**Source passage:**
Researchers agree that partner support is vital to help people with diabetes manage their condition. But while there have been extensive studies tracking the psychological impact of Type 2 diabetes on a relationship, there has been less focus on the imprint Type 1 diabetes leaves on relationships.
Dr. Paula M. Trief at the SUNY Upstate Medical University in Syracuse recently held a focus group of adult Type 1s and partners of Type 1s; the results were published in the journal Diabetes Care. When talking to the couples, Dr. Trief found that the spectre of hypoglycemia looms large, even in households where it doesn’t occur frequently. Patients and partners described “significant worry, stress, and anxiety about hypoglycemia and frustration in trying to prevent or manage it, eg, the need to carry snacks, to remind and check during lows, and prearrange for emergencies,” according to the study. Hypoglycemia beat out worry over future complications as the top Type 1 stressor in the relationships.
In a published report, Dr. Trief said she believed the individual stresses of managing Type 1 diabetes, as well as the fear of what may be down the road, can have a cumulative impact on a relationship. However, she cautioned that the focus group findings shouldn’t be given the same weight as a quantitative study. Instead, she hopes the conversation will lead the way for more formal study. A leader in the field of Type 1 psychology, Dr. Trief is pursuing such a study using information compiled in the T1D Exchange, a recently-created national database of 26,000 T1 patients.

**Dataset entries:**
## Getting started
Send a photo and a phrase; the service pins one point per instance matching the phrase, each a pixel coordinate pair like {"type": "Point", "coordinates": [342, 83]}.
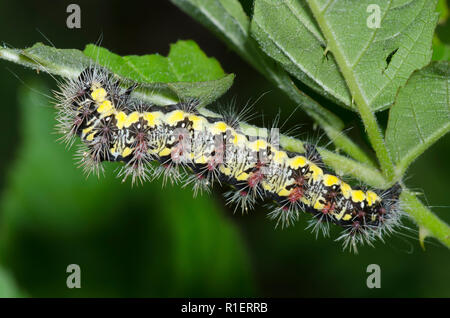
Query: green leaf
{"type": "Point", "coordinates": [441, 51]}
{"type": "Point", "coordinates": [228, 21]}
{"type": "Point", "coordinates": [442, 8]}
{"type": "Point", "coordinates": [163, 80]}
{"type": "Point", "coordinates": [375, 62]}
{"type": "Point", "coordinates": [420, 115]}
{"type": "Point", "coordinates": [286, 31]}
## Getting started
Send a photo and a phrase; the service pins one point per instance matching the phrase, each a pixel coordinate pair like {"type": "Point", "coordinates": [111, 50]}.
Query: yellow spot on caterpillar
{"type": "Point", "coordinates": [346, 190]}
{"type": "Point", "coordinates": [90, 137]}
{"type": "Point", "coordinates": [164, 152]}
{"type": "Point", "coordinates": [347, 217]}
{"type": "Point", "coordinates": [330, 180]}
{"type": "Point", "coordinates": [284, 193]}
{"type": "Point", "coordinates": [239, 140]}
{"type": "Point", "coordinates": [98, 94]}
{"type": "Point", "coordinates": [258, 145]}
{"type": "Point", "coordinates": [86, 130]}
{"type": "Point", "coordinates": [371, 197]}
{"type": "Point", "coordinates": [105, 108]}
{"type": "Point", "coordinates": [305, 201]}
{"type": "Point", "coordinates": [298, 161]}
{"type": "Point", "coordinates": [121, 117]}
{"type": "Point", "coordinates": [126, 152]}
{"type": "Point", "coordinates": [339, 215]}
{"type": "Point", "coordinates": [151, 118]}
{"type": "Point", "coordinates": [358, 196]}
{"type": "Point", "coordinates": [267, 186]}
{"type": "Point", "coordinates": [225, 170]}
{"type": "Point", "coordinates": [174, 117]}
{"type": "Point", "coordinates": [131, 119]}
{"type": "Point", "coordinates": [318, 205]}
{"type": "Point", "coordinates": [200, 159]}
{"type": "Point", "coordinates": [242, 176]}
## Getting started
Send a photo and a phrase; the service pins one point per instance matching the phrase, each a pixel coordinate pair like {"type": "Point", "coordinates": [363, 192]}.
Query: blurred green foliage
{"type": "Point", "coordinates": [151, 242]}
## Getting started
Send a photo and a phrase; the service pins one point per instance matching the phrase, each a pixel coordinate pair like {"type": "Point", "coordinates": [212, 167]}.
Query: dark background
{"type": "Point", "coordinates": [153, 242]}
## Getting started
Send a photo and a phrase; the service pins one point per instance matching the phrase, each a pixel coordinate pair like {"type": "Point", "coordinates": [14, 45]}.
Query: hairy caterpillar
{"type": "Point", "coordinates": [113, 126]}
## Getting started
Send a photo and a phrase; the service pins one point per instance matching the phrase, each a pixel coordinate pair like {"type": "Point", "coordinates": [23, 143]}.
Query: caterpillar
{"type": "Point", "coordinates": [114, 126]}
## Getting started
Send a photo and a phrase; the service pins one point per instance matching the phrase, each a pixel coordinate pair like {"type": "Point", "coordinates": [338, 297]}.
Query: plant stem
{"type": "Point", "coordinates": [425, 218]}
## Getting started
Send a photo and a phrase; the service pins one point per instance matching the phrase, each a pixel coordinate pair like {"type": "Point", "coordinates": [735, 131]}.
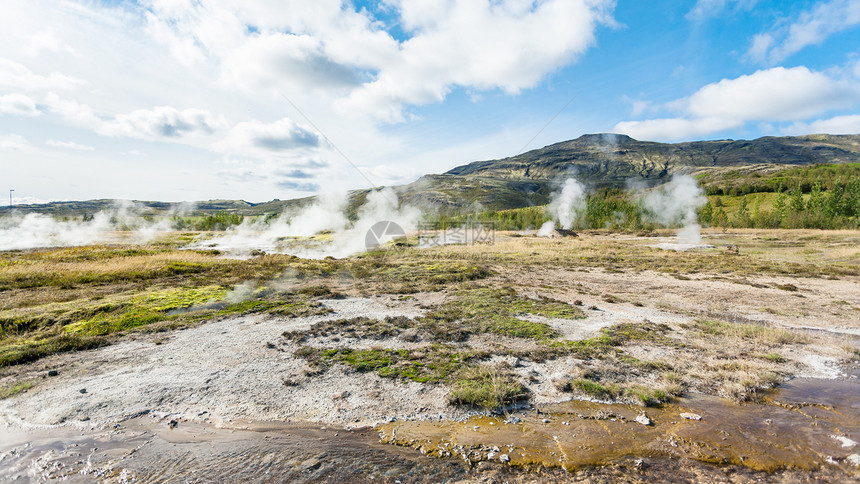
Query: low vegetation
{"type": "Point", "coordinates": [487, 387]}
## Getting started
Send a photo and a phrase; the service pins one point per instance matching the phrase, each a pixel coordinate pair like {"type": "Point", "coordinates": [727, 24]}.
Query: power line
{"type": "Point", "coordinates": [546, 125]}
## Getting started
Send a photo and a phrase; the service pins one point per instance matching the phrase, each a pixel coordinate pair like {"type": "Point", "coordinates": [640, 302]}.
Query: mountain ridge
{"type": "Point", "coordinates": [602, 160]}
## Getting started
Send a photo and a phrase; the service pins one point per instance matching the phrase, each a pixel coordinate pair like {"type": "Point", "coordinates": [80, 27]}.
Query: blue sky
{"type": "Point", "coordinates": [261, 99]}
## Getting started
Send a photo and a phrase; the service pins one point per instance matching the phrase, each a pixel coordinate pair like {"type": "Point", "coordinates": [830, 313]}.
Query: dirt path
{"type": "Point", "coordinates": [220, 371]}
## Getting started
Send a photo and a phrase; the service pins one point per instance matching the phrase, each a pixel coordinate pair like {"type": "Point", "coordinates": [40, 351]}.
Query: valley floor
{"type": "Point", "coordinates": [571, 336]}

**Work request:**
In the passage on Type 1 diabetes and relationships, list every feeling that patients and partners reported having about hypoglycemia.

**Output for this exercise:**
Worry, stress, anxiety, and frustration.